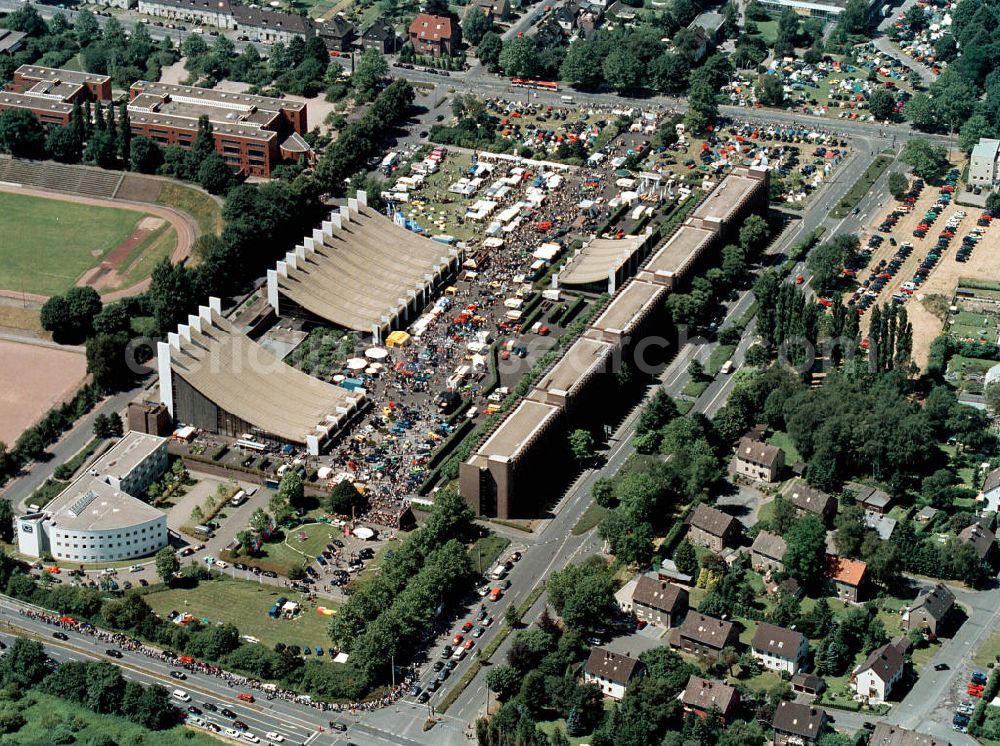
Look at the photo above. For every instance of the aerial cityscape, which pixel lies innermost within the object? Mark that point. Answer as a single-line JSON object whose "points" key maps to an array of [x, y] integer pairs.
{"points": [[500, 372]]}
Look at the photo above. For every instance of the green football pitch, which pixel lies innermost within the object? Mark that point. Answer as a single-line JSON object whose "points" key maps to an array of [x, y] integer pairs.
{"points": [[47, 244]]}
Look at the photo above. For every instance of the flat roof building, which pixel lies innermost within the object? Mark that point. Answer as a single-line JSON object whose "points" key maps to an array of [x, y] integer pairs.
{"points": [[252, 133], [360, 271], [217, 379], [98, 517]]}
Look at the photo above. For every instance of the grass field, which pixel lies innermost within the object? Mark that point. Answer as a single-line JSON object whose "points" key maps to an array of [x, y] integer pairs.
{"points": [[64, 241], [205, 210], [48, 718], [246, 604]]}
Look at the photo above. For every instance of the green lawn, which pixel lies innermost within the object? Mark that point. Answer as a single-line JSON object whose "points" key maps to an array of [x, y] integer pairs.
{"points": [[486, 550], [245, 604], [989, 651], [784, 442], [50, 243], [47, 715], [199, 205], [592, 516]]}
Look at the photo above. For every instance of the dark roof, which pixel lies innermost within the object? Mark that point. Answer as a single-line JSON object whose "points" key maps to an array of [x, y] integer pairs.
{"points": [[770, 545], [658, 594], [431, 28], [611, 666], [992, 481], [704, 694], [893, 735], [799, 720], [886, 662], [380, 30], [867, 495], [338, 27], [981, 539], [272, 19], [777, 641], [936, 601], [706, 630], [711, 520], [809, 499], [757, 452]]}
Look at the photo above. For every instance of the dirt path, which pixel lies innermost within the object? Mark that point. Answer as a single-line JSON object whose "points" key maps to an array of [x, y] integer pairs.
{"points": [[184, 225]]}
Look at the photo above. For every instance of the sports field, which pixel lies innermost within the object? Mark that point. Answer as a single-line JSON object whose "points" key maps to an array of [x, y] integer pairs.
{"points": [[33, 379], [49, 244]]}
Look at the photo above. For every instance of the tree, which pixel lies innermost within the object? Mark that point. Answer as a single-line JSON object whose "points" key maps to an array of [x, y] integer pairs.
{"points": [[806, 551], [291, 488], [581, 445], [685, 558], [770, 90], [167, 564], [214, 175], [622, 70], [882, 104], [927, 161], [106, 361], [489, 50], [474, 25], [370, 75], [21, 134], [898, 184], [518, 58]]}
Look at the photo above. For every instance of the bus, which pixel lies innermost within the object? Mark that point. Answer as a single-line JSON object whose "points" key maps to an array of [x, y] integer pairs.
{"points": [[538, 85]]}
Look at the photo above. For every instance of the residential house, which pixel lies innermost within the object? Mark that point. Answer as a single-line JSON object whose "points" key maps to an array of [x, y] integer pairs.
{"points": [[11, 41], [810, 501], [495, 10], [381, 36], [659, 602], [870, 498], [882, 670], [338, 34], [612, 672], [272, 26], [990, 494], [703, 635], [710, 527], [894, 735], [930, 609], [216, 13], [778, 648], [846, 578], [983, 541], [621, 12], [701, 695], [758, 461], [437, 36], [807, 683], [797, 725], [767, 553]]}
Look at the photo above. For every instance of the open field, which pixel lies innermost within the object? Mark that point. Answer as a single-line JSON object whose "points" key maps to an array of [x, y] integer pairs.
{"points": [[47, 715], [245, 604], [63, 240], [33, 379]]}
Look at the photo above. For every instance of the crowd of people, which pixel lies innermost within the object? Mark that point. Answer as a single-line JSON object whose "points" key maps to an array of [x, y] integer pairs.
{"points": [[232, 680]]}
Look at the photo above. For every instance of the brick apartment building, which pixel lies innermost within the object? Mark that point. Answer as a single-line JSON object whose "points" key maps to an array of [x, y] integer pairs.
{"points": [[253, 134], [49, 93]]}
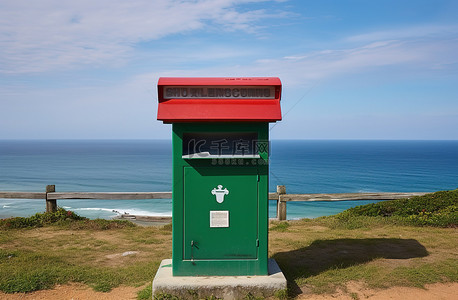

___

EXERCISE AIM:
Repeat the listing above verbatim, but exclude the pictures it contains.

SOLVED PROBLEM:
Look at the photo above. For every instance of the aerial cityscape, which pixel lies innermost within the object? Mark that point. Answer as a single-line JSON object whose "points" key maps to an array of [x, y] integer pairs.
{"points": [[500, 372]]}
Look at the photo above. For every instance of the green football pitch, which pixel lies innermost within the object? Mark that point. Answer as a single-line JSON object whose "points" key maps to an array of [x, y] integer pairs.
{"points": [[47, 244]]}
Look at the photo above. For every instance of the flat roof building, which pixel lies innermost within the object? Mark that point. Answer as a single-line JSON object whose "points" key maps to an array of [x, y] integer pairs.
{"points": [[252, 133], [360, 271], [217, 379], [98, 517]]}
Look at the photo above. For every instance of the grass field, which pixel lies innermost within the object? Mark that point. Answer as a single-line JSON object whose "points" key maps to an array of [x, y] integer pairs.
{"points": [[64, 241], [205, 210], [48, 718], [246, 604]]}
Look at the photo above. For every instance of the green lawn, which pixel lies innermost within the object? Mark that point. Answer as a single-line JSON object whose "points" key maps to an array of [x, y] integer pairs.
{"points": [[486, 550], [245, 604], [989, 651], [784, 442], [50, 243], [47, 715], [199, 205], [592, 516]]}
Look at the photo above. For every instance of the dark roof, which pixel lies innermost within the object? Mark that point. Answer as a single-line JSON object whose "points" key maps to an array of [x, y] integer pairs.
{"points": [[770, 545], [658, 594], [431, 28], [611, 666], [992, 481], [704, 694], [893, 735], [799, 720], [886, 662], [380, 30], [867, 495], [338, 27], [981, 539], [272, 19], [777, 641], [936, 601], [706, 630], [711, 520], [809, 499], [757, 452]]}
Look at the photo above. For every instance of the dirt path, which pixel lies innermost within the object? Mark that point. Answer as a single-line JSON object whose "points" key maps to an array of [x, y] integer pairs.
{"points": [[184, 225]]}
Look at the photo above. For every instance of the sports field, which pixel lies innermost within the object? Mark that point. Answer as a single-line JSON object whose "points" key maps to an array of [x, y] integer pairs.
{"points": [[33, 379], [49, 244]]}
Look at the photo above. For every instance of the tree, which pixel lies innermost within the object? Mark that point. Answer as a single-line JSON object whose "points" key maps to an array of [x, y] integer pairs.
{"points": [[806, 551], [291, 488], [581, 445], [685, 558], [770, 90], [167, 564], [214, 175], [622, 70], [882, 104], [927, 161], [106, 361], [489, 50], [474, 25], [370, 75], [21, 134], [898, 184], [518, 58]]}
Look at the photo above. For every instance of the bus, which pixel lies innermost within the object? Mark that point. Answer as a single-line JSON object whose "points" key maps to an array of [x, y] integer pairs.
{"points": [[538, 85]]}
Look at the photo above. For every instance of the residential house, which pixel lies innermost within the object? Mark that point. Answer as a single-line JSON object whose "points" key maps to an array of [x, y] integer pairs.
{"points": [[11, 41], [810, 501], [495, 10], [381, 36], [659, 602], [870, 498], [882, 670], [338, 34], [612, 672], [272, 26], [990, 494], [703, 635], [710, 527], [894, 735], [930, 609], [216, 13], [778, 648], [846, 578], [983, 541], [621, 12], [701, 695], [758, 461], [437, 36], [807, 683], [797, 725], [767, 553]]}
Look at the photo above. For every instance of the open field, which pixel lies innermost within the object? Mark that point. Answer as a single-line JSON object whose "points" key maps to an array of [x, y] integer pairs.
{"points": [[47, 715], [245, 604], [63, 240], [33, 379]]}
Look at the photo above. For every instance of the crowd of people, which pixel lies innermost within the object? Mark that point. Answer as a single-line JSON object whose "points" key maps to an array of [x, y] integer pairs.
{"points": [[232, 680]]}
Look at the photo above. For every instance of the brick apartment building, which pixel lies innermost within the object? Mark that point. Answer as a single-line JSON object whose "points" key maps to an array of [x, y] integer pairs.
{"points": [[253, 134], [49, 93]]}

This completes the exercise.